Could you write out every entry exactly as it stands?

* START Extracted entries *

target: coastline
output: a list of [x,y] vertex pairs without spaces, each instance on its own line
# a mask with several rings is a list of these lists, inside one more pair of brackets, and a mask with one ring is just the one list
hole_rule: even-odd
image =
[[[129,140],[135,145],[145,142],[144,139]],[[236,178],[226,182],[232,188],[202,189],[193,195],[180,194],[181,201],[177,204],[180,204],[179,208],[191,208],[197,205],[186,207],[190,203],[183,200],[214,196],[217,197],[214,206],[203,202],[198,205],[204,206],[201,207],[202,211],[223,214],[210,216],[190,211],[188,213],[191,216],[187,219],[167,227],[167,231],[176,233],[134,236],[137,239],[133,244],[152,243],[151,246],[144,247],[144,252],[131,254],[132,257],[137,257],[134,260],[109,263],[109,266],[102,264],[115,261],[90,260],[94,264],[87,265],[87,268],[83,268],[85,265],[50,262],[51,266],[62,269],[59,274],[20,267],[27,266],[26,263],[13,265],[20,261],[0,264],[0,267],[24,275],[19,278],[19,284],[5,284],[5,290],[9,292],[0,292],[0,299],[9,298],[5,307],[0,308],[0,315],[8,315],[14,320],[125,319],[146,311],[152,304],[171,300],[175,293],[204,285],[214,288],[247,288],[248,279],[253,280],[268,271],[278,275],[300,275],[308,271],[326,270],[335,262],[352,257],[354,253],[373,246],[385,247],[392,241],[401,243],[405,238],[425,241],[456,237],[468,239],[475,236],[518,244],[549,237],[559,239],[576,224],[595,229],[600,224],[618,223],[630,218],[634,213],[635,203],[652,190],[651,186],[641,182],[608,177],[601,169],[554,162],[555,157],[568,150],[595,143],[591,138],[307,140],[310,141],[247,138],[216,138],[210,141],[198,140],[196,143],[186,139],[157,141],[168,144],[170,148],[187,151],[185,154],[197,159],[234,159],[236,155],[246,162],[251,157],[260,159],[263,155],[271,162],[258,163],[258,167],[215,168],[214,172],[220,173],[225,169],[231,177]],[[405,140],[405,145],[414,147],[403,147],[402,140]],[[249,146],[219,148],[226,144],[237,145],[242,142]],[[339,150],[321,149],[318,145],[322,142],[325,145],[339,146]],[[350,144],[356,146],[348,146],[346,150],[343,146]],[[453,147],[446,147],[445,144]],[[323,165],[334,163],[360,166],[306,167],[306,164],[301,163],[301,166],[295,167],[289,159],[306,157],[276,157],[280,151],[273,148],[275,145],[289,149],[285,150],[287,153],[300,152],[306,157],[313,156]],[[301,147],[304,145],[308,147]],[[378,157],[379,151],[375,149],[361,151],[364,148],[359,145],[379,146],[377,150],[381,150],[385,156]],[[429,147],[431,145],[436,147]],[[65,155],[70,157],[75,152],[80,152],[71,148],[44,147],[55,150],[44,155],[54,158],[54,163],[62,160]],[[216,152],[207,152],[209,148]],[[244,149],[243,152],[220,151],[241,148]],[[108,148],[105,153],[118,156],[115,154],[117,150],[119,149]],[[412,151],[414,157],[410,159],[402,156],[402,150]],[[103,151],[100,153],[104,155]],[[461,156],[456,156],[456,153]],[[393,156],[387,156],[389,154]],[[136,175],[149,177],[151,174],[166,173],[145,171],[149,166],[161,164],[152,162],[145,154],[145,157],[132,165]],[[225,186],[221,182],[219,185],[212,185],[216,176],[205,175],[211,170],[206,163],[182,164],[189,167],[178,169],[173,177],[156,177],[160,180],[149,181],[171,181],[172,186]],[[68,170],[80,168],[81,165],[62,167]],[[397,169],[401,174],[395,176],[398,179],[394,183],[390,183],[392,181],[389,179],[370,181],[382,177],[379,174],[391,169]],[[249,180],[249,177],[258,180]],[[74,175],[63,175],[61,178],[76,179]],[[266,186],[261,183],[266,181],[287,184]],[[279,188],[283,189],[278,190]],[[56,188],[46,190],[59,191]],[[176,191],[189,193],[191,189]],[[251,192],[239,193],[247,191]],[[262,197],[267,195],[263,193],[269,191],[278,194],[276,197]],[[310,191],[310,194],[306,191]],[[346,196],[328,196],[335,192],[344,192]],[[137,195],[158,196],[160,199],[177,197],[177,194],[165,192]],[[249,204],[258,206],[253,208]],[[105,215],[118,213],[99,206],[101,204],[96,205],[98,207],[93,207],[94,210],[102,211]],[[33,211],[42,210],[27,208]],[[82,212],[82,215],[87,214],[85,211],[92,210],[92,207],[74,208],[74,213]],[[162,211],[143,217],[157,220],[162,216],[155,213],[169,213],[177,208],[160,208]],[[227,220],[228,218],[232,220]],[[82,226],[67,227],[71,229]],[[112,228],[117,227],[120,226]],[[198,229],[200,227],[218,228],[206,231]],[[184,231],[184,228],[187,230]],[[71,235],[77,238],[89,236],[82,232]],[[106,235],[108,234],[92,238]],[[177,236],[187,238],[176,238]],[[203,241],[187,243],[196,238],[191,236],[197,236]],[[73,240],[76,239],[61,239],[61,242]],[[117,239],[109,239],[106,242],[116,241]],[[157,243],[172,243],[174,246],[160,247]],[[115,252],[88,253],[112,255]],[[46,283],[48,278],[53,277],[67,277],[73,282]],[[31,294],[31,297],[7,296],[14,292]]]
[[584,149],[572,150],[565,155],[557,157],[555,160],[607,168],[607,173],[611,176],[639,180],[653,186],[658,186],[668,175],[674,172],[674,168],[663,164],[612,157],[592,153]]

* END Extracted entries *

Reply:
target: coastline
output: a list of [x,y] vertex pairs without spaces, each instance on its own line
# a mask with several rings is a list of these lists, inside one more pair of brackets, and a mask with one ring is just the one list
hole_rule: even-odd
image =
[[[129,140],[135,145],[145,142],[144,139]],[[236,178],[226,182],[232,188],[202,189],[193,195],[180,194],[181,201],[177,204],[180,204],[179,208],[191,208],[197,205],[186,207],[190,203],[183,200],[214,196],[217,197],[214,206],[203,202],[198,205],[204,206],[201,207],[202,211],[223,214],[210,216],[190,211],[188,213],[191,216],[187,219],[167,227],[167,231],[176,233],[134,236],[137,239],[133,244],[152,243],[151,246],[144,247],[144,252],[131,254],[132,257],[137,257],[134,260],[109,263],[109,266],[102,264],[115,261],[90,260],[94,264],[87,265],[87,268],[83,268],[85,265],[50,262],[51,266],[62,269],[59,274],[20,267],[27,266],[26,263],[13,265],[20,261],[0,264],[0,267],[24,275],[19,278],[19,284],[5,284],[5,290],[9,292],[0,292],[0,299],[9,298],[5,307],[0,308],[0,315],[8,315],[14,320],[125,319],[146,311],[152,304],[171,300],[175,293],[204,285],[214,288],[247,288],[248,279],[253,280],[268,271],[278,275],[300,275],[308,271],[326,270],[335,262],[352,257],[354,253],[373,246],[385,247],[392,241],[401,243],[405,238],[425,241],[456,237],[468,239],[475,236],[518,244],[549,237],[559,239],[576,224],[595,229],[600,224],[618,223],[630,218],[634,213],[635,203],[652,190],[651,186],[641,182],[608,177],[601,169],[554,162],[555,157],[568,150],[595,143],[591,138],[307,140],[310,141],[247,138],[216,138],[210,141],[198,140],[196,143],[186,139],[157,141],[168,144],[170,148],[187,151],[185,154],[197,159],[234,159],[236,155],[246,162],[251,157],[260,159],[263,155],[271,162],[258,163],[258,167],[215,168],[214,172],[220,173],[225,169],[231,177]],[[405,140],[405,145],[414,147],[403,147],[402,140]],[[249,146],[219,148],[226,144],[237,145],[242,142]],[[339,150],[321,149],[318,145],[322,142],[325,145],[339,146]],[[350,144],[356,146],[348,146],[346,150],[343,146]],[[453,147],[446,147],[445,144]],[[323,165],[334,163],[360,166],[306,167],[306,164],[301,163],[301,166],[295,167],[289,159],[306,157],[276,157],[280,151],[273,148],[275,145],[289,149],[285,150],[287,153],[300,152],[306,157],[313,156]],[[301,147],[304,145],[308,147]],[[378,157],[379,151],[375,149],[361,151],[364,148],[359,145],[379,146],[377,150],[381,150],[385,156]],[[429,147],[431,145],[436,147]],[[65,155],[70,157],[75,152],[80,152],[71,148],[44,147],[55,150],[44,155],[54,158],[54,163],[62,160]],[[216,152],[207,152],[209,148]],[[244,149],[243,152],[220,151],[241,148]],[[108,148],[105,153],[118,156],[115,154],[117,150],[119,149]],[[412,151],[414,157],[410,159],[402,156],[402,150]],[[103,151],[100,153],[104,155]],[[461,156],[456,156],[456,153]],[[393,156],[387,156],[389,154]],[[136,175],[149,177],[151,174],[166,173],[145,171],[149,166],[161,164],[152,162],[145,154],[145,157],[132,165]],[[225,186],[221,182],[219,185],[212,185],[216,176],[205,175],[211,170],[206,163],[182,164],[189,167],[178,169],[173,177],[156,177],[160,180],[149,181],[171,181],[172,186]],[[68,170],[80,168],[81,165],[62,167]],[[397,169],[401,174],[395,176],[398,179],[394,183],[390,183],[392,181],[389,179],[370,181],[382,177],[379,174],[391,169]],[[249,180],[249,177],[258,180]],[[74,175],[63,175],[61,178],[76,179]],[[266,186],[261,183],[266,181],[287,184]],[[279,188],[283,189],[278,190]],[[56,188],[46,190],[59,191]],[[176,191],[189,193],[191,189]],[[251,192],[239,193],[247,191]],[[262,197],[267,195],[263,193],[269,191],[278,194],[276,197]],[[310,191],[310,194],[306,191]],[[346,196],[328,196],[335,192],[344,192]],[[137,195],[158,196],[160,199],[177,197],[177,194],[165,192]],[[249,204],[258,206],[253,208]],[[105,215],[118,213],[99,206],[101,204],[96,205],[98,207],[93,207],[94,210],[102,211]],[[33,211],[42,210],[27,208]],[[82,212],[82,215],[87,214],[85,211],[92,210],[92,207],[74,208],[74,213]],[[162,211],[143,217],[157,220],[162,216],[155,213],[169,213],[177,208],[160,208]],[[227,220],[228,218],[232,220]],[[82,226],[67,227],[71,229]],[[112,228],[117,227],[120,226]],[[198,229],[200,227],[218,228],[206,231]],[[184,231],[184,228],[187,230]],[[71,235],[77,238],[89,236],[82,232]],[[106,235],[108,234],[92,238]],[[177,236],[187,238],[176,238]],[[203,241],[187,243],[196,238],[191,236],[197,236]],[[73,240],[76,239],[61,239],[61,242]],[[117,239],[109,239],[106,242],[116,241]],[[157,243],[172,243],[174,246],[160,247]],[[115,252],[88,253],[112,255]],[[46,283],[48,278],[53,277],[67,277],[73,282]],[[31,294],[31,297],[7,296],[14,292]]]
[[584,149],[572,150],[565,155],[557,157],[555,160],[607,168],[607,173],[611,176],[639,180],[653,186],[658,186],[668,175],[674,172],[674,168],[663,164],[612,157],[592,153]]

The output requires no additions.